═══ Raw data
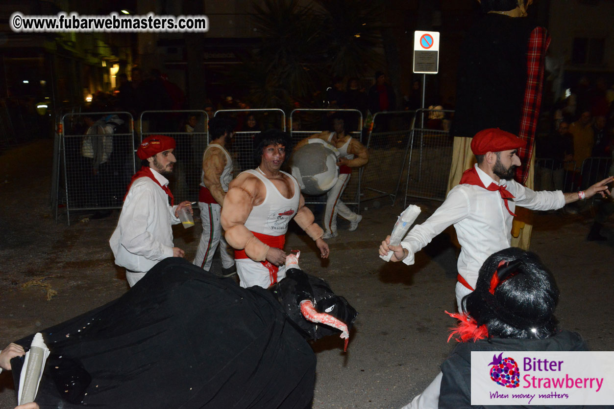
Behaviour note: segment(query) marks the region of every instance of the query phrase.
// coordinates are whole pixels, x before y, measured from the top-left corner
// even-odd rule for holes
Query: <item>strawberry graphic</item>
[[[518,388],[520,382],[520,371],[518,364],[513,358],[502,358],[503,353],[499,356],[492,356],[492,362],[489,364],[491,367],[491,379],[505,388]]]

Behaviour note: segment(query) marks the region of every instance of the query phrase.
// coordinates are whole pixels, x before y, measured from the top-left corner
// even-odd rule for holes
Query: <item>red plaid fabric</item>
[[[516,180],[522,183],[526,182],[529,176],[529,166],[533,155],[535,129],[542,105],[546,50],[550,44],[550,38],[545,28],[535,27],[533,29],[527,48],[527,85],[524,89],[524,101],[518,134],[520,138],[527,141],[526,146],[519,149],[518,153],[523,164],[516,170]]]

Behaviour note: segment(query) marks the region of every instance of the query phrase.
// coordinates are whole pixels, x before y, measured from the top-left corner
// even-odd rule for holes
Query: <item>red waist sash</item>
[[[282,250],[284,248],[284,245],[286,244],[286,235],[282,234],[281,235],[269,235],[268,234],[262,234],[262,233],[257,233],[255,232],[252,232],[254,237],[258,239],[266,245],[268,245],[270,247],[275,247],[276,248],[279,248]],[[245,253],[245,250],[235,250],[235,259],[247,259],[249,256]],[[261,261],[260,263],[266,267],[269,270],[269,279],[270,280],[270,285],[273,285],[277,282],[277,273],[279,270],[279,267],[274,264],[271,264],[268,260],[265,260],[264,261]]]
══════
Problem details =>
Write out the lines above again with every "query phrase" changed to "search phrase" and nothing else altered. Leave the pictures out.

Answer in full =>
Behaviour note: segment(query) marks the region of every instance of the search phrase.
// coordinates are whole pixels, x before y, measured from the top-left corner
// even-odd rule for holes
Query: <item>strawberry graphic</item>
[[[518,388],[520,382],[520,371],[518,364],[513,358],[502,358],[503,353],[499,356],[492,356],[492,362],[489,364],[491,367],[491,379],[505,388]]]

Behaviour note: segment(query) marks the region of every instance of the search phrase.
// coordinates are whole pixels, x before y, measured from the top-left corner
// even-odd rule for holes
Query: <item>red plaid fabric</item>
[[[516,180],[522,183],[526,182],[529,176],[529,166],[533,155],[535,129],[542,105],[546,50],[550,44],[550,38],[545,28],[535,27],[533,29],[527,48],[527,85],[524,89],[524,101],[518,134],[520,138],[527,141],[526,146],[519,149],[518,153],[523,164],[516,170]]]

Behaviour note: segment(query) marks the region of every instance of the search phrase.
// coordinates are whole pixels, x before y, measured from the top-left corner
// even-odd rule for holes
Query: <item>red waist sash</item>
[[[282,250],[284,248],[284,245],[286,244],[286,235],[282,234],[281,235],[269,235],[268,234],[262,234],[262,233],[257,233],[255,232],[252,232],[254,237],[258,239],[266,245],[268,245],[270,247],[275,247],[276,248],[279,248]],[[245,253],[245,250],[235,250],[235,259],[247,259],[249,256]],[[261,261],[260,263],[266,267],[269,270],[269,279],[270,280],[270,285],[273,285],[277,282],[277,273],[279,270],[279,267],[274,264],[271,264],[268,260],[265,260],[264,261]]]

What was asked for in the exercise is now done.